→ **WRITTEN REQUEST 1**
Summarize the essay on AI prototyping in two sentences.

→ **QUOTED TEXT**
#####

Is AI Prototyping Making It Harder to Get Anything Done?

Lately, I’ve been noticing a pattern across teams using AI prototyping tools. It usually starts with momentum and good intent.
A prototype gets reviewed, the team engages, feedback is thoughtful, and tradeoffs are surfaced. Then, instead of refining what’s already on the table, a new version shows up the next day, generated from scratch. It addresses a few of the issues that came up, introduces new ones, and quietly invalidates part of the previous conversation without anyone explicitly deciding to do so.
Nothing is obviously wrong, but the work doesn’t quite move forward either. Over time, it begins to feel like the team is restarting the same discussion each day, busy and engaged, yet never stabilizing on something solid enough to carry into execution.
When Prototypes Carried Weight
Not that long ago, and by “not that long ago” I mean before things shifted almost overnight, creating a prototype took more effort. That effort had an important side effect: it slowed teams down just enough to make alignment visible.
A prototype wasn’t only a visual artifact. It carried context, reflected agreed constraints, and held decisions in place long enough for people to react, disagree, and eventually build on what was there. The friction wasn’t accidental. It made it harder to casually discard work and easier to treat a prototype as a shared reference rather than a disposable output.
The AI tools we have now remove most of that friction. Generating a new artifact is easy, almost effortless, but carrying decisions forward is still hard. When the artifact keeps changing, feedback doesn’t compound in the way teams expect. Conversations repeat, people stop assuming their input will survive, and what looks like steady motion gradually loses any sense of direction.
The work continues, but it doesn’t accumulate.
A Lesson Teams Used to Learn Naturally
This isn’t a new problem. Many product teams learned some version of this lesson long before AI entered the picture.
As designers, most of us eventually realized that bringing a completely new solution to every design review, even when the idea was strong, didn’t help teams decide. It reset the conversation and pushed execution further out. Progress came from working within what had already been established, understanding the constraints in play, and refining the approach over time, with the judgment to recognize when a reset was actually worth the cost.
That instinct hasn’t disappeared, but the environment has changed. AI tools make restarting so easy that teams can fall into the habit without noticing what it’s doing to their ability to converge.
This isn’t about AI-generated prototypes being worse than human ones. No prototype has ever captured every business requirement, technical limitation, or stakeholder concern. The difference has always been knowing when a prototype is meant to explore and when it’s meant to converge. Right now, the tools heavily bias teams toward exploration, even at moments when decisions need to hold.
Structure Before Screens
There’s another shift underneath this behavior that’s easier to miss.
Good designers and design teams rarely tried to solve an entire experience in one pass. Instead, they often came to the table with a deliberately scoped slice of the problem, something narrow enough to reason about but concrete enough to move the work forward. In complex spaces, that usually meant creating structure before creating screens.
The goal wasn’t to present a finished solution. It was to give the team a shared way of thinking about the problem. When that shared structure existed, discussions had something to anchor to. People reacted to the same underlying model rather than just surface-level UI, and decisions had a place to live even as the details evolved.

#####

→ **EXTRACTED DATA**
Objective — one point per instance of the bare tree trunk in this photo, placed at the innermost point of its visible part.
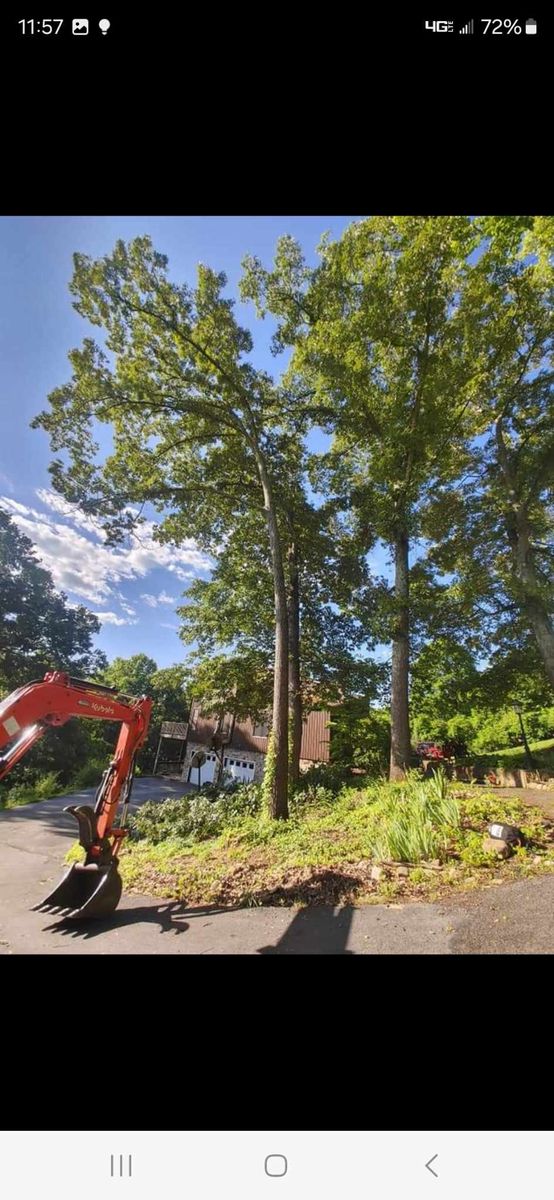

#####

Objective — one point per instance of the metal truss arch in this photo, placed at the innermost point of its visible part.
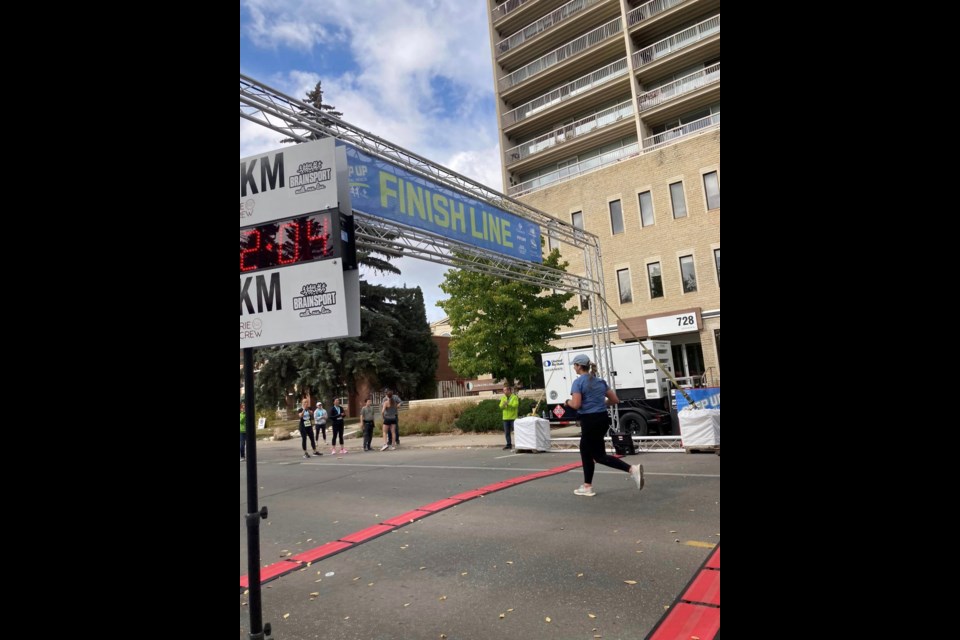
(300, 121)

#####

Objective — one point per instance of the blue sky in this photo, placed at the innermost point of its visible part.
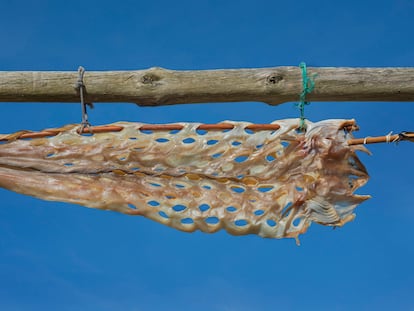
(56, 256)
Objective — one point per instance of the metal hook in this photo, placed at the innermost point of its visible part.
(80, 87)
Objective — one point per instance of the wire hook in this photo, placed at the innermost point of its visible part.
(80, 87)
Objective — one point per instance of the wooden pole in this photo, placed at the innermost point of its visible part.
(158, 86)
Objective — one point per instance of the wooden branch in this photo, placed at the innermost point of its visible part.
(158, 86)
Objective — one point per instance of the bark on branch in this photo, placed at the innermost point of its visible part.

#####

→ **WRITTEN REQUEST 2**
In the records, edit the lines from the one containing "Objective — one point per instance of the wire" to the one containing "Objective — one point per instance of the bark" by replacing "wooden" with "timber" and leaving everything else unchanged.

→ **CORRECT RESULT 1**
Because AI tools make it almost effortless to generate a new prototype from scratch, teams keep restarting the same discussion, so feedback doesn't compound and the work doesn't accumulate. The effort prototypes once took held decisions in place, and good designers refined what was already established and built structure before screens so the team had a shared model to anchor decisions to.

→ **CORRECT RESULT 2**
Objective — one point per instance of the wire hook in this photo, placed at the innermost point of its visible part.
(80, 87)
Objective — one point per instance of the timber pole in this photo, placed at the innermost point of its visible part.
(158, 86)
Objective — one point per instance of the timber branch in this photo, placed at the innermost point of its visible part.
(158, 86)
Objective — one point per instance of the bark on branch in this photo, placed at the innermost point of its visible part.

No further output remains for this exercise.